▶ _Records drawn from a dataset_
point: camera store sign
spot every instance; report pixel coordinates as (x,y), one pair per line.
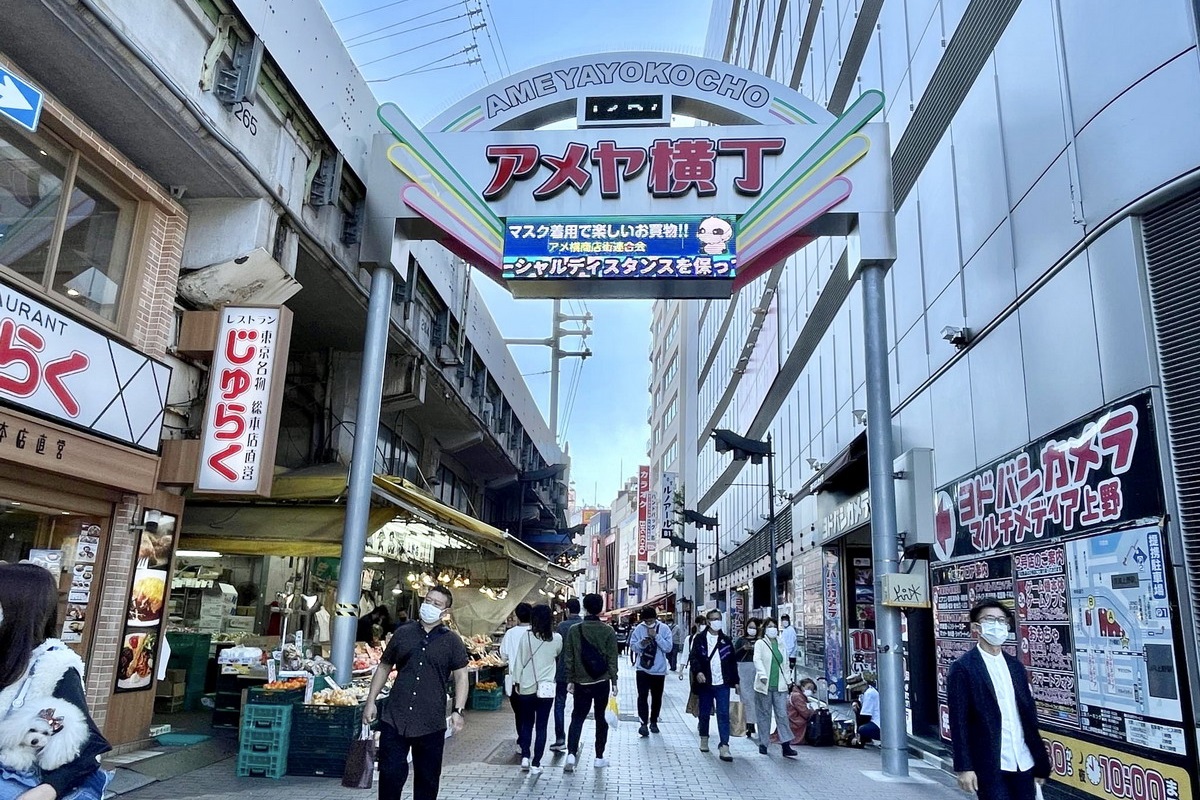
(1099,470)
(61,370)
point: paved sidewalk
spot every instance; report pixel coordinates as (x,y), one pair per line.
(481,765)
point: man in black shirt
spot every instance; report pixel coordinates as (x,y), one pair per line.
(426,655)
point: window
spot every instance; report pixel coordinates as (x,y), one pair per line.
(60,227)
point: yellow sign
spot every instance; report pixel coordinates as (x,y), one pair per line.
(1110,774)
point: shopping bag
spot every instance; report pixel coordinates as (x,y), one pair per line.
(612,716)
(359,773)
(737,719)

==

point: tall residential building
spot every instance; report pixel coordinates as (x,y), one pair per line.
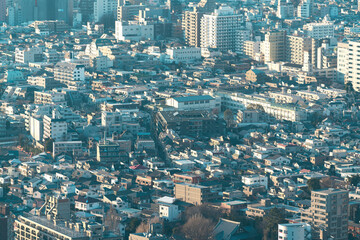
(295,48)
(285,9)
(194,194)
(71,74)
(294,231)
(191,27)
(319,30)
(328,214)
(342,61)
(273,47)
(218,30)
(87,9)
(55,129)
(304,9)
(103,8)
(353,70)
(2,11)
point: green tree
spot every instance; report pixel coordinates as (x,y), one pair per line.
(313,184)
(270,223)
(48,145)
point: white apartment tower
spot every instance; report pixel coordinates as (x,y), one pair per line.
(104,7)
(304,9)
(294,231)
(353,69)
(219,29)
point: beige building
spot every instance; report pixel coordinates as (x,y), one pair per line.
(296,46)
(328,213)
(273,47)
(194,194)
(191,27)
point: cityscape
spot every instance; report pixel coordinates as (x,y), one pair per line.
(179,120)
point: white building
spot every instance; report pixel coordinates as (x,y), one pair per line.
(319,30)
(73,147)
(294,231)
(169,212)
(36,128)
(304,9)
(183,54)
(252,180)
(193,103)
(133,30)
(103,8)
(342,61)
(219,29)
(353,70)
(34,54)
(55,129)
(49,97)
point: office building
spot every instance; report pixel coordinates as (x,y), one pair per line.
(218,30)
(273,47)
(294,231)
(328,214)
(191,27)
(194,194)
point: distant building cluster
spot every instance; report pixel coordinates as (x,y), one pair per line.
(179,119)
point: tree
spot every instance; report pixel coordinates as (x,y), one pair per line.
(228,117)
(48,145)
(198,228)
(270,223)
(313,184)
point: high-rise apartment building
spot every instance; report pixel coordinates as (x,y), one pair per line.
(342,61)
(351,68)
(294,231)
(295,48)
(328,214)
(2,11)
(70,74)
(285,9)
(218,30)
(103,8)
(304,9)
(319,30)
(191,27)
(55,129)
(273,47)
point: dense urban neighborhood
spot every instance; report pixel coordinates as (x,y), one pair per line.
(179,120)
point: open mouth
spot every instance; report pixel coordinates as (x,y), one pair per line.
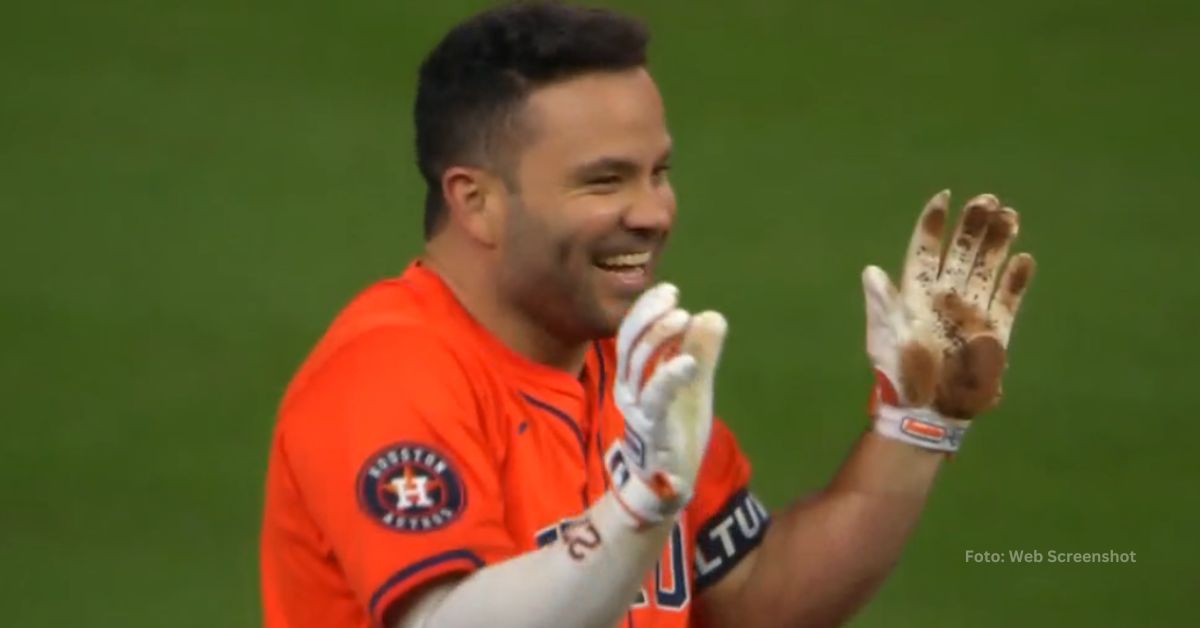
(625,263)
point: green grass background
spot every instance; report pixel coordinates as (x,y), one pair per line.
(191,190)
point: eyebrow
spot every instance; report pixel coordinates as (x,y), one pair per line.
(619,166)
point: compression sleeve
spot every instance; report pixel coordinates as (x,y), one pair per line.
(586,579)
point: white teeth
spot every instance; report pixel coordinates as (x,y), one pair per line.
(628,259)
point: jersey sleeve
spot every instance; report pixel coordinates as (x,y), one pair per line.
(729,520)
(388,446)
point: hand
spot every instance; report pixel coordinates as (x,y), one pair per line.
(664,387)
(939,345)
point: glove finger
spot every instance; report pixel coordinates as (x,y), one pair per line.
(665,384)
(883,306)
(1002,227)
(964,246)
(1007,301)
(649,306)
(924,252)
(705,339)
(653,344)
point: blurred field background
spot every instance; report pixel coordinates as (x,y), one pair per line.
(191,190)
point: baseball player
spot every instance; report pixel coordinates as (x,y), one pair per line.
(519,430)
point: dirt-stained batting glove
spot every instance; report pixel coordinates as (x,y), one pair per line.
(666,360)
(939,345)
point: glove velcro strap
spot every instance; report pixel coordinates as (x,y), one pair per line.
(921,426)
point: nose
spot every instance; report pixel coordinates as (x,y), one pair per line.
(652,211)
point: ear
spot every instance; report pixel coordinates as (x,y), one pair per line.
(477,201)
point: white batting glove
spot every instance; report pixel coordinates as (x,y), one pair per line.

---

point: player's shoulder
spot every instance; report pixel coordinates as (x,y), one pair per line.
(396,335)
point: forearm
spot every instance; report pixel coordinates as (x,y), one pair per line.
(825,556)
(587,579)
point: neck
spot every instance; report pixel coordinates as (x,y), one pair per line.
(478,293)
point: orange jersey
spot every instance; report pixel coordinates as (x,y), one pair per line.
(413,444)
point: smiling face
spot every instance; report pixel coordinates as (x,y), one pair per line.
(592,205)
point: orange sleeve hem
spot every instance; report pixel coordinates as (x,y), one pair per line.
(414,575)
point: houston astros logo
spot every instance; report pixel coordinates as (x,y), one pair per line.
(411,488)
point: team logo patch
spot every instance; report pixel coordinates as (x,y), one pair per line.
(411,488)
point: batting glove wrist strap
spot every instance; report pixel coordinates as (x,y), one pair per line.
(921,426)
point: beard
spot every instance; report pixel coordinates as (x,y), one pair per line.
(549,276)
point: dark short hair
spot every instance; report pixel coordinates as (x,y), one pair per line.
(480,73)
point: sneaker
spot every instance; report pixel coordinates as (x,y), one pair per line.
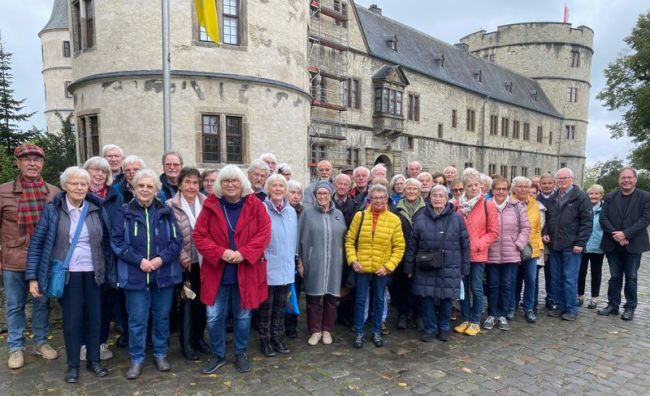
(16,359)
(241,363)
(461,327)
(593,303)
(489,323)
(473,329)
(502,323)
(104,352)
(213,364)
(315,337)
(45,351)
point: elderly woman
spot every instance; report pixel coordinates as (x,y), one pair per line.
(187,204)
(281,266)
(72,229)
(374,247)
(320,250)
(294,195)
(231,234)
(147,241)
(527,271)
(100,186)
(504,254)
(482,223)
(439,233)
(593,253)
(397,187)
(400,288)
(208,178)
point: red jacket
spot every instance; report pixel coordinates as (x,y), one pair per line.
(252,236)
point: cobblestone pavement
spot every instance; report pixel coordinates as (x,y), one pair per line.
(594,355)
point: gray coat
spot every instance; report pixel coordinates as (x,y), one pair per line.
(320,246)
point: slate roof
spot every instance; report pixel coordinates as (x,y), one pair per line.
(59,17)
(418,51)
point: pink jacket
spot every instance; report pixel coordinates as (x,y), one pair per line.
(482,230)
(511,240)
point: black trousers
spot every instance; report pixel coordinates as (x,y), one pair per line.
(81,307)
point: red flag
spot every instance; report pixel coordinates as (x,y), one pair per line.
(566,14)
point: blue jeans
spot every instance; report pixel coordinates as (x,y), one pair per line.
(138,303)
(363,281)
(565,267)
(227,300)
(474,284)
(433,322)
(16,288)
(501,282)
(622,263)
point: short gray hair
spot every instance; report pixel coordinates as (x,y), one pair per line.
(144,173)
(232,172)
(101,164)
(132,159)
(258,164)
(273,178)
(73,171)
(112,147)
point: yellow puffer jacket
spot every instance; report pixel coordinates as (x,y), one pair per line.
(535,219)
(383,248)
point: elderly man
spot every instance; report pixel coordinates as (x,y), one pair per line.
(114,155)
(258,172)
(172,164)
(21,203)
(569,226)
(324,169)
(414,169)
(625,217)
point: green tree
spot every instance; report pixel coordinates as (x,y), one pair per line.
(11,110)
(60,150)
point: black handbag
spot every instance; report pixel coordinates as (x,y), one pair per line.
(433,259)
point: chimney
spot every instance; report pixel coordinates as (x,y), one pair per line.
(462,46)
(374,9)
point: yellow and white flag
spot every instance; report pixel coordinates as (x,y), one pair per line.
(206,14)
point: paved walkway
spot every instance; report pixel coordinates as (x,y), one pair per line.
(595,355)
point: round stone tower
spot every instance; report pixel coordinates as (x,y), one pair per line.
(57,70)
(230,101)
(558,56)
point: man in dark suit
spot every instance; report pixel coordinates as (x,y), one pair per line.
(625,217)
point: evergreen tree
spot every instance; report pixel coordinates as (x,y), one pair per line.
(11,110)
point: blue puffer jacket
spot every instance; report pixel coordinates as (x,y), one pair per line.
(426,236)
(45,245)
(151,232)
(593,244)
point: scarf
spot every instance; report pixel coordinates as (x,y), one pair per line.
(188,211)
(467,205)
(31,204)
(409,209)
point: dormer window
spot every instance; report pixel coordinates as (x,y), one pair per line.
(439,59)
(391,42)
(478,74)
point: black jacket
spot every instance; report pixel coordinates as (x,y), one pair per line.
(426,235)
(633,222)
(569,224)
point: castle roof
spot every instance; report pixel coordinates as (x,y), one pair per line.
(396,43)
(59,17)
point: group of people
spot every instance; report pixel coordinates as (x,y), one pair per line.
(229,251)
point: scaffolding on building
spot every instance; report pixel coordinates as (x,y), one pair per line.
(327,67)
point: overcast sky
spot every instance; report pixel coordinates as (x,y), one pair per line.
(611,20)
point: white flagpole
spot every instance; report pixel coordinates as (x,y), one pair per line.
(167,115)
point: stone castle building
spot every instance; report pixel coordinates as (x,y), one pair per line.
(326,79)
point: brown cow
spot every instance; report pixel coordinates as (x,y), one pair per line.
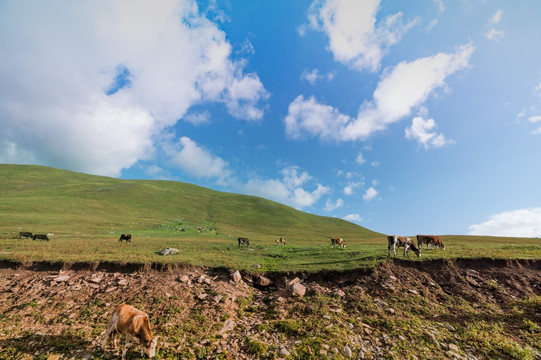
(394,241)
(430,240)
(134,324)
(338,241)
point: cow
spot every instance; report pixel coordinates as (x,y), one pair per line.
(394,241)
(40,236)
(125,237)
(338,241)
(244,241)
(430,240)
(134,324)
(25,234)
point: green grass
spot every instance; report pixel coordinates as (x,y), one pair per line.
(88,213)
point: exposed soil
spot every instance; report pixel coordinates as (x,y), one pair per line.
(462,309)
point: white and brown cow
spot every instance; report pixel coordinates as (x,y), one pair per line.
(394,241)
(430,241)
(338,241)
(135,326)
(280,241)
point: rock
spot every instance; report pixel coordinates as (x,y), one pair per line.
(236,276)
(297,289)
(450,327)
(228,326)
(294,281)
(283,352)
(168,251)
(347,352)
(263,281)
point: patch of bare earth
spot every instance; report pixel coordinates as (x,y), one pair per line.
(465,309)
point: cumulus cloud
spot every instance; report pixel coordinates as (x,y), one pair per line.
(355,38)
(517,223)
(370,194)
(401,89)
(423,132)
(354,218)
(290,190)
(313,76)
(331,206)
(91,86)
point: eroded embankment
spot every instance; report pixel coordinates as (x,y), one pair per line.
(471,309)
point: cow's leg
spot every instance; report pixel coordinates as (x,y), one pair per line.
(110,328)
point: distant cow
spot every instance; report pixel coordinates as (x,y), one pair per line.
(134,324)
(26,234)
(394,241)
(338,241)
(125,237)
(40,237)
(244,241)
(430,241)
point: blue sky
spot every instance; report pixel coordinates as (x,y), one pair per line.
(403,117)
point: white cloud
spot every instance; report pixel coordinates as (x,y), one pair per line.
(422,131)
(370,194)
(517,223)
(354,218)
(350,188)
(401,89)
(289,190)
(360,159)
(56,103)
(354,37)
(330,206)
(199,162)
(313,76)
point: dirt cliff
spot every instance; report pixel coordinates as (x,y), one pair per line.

▶ _PROBLEM DESCRIPTION_
Reproduce the entries above exactly, but only the lines between the line holding "point: nose" and the line holding "point: white batting glove", inclusive.

▶ _REPLY_
point: nose
spot every instance; report pixel coordinates as (x,y), one pair per line.
(652,211)
point: ear
spot every instance; report pixel coordinates as (x,y), one pair per line.
(477,201)
point: white batting glove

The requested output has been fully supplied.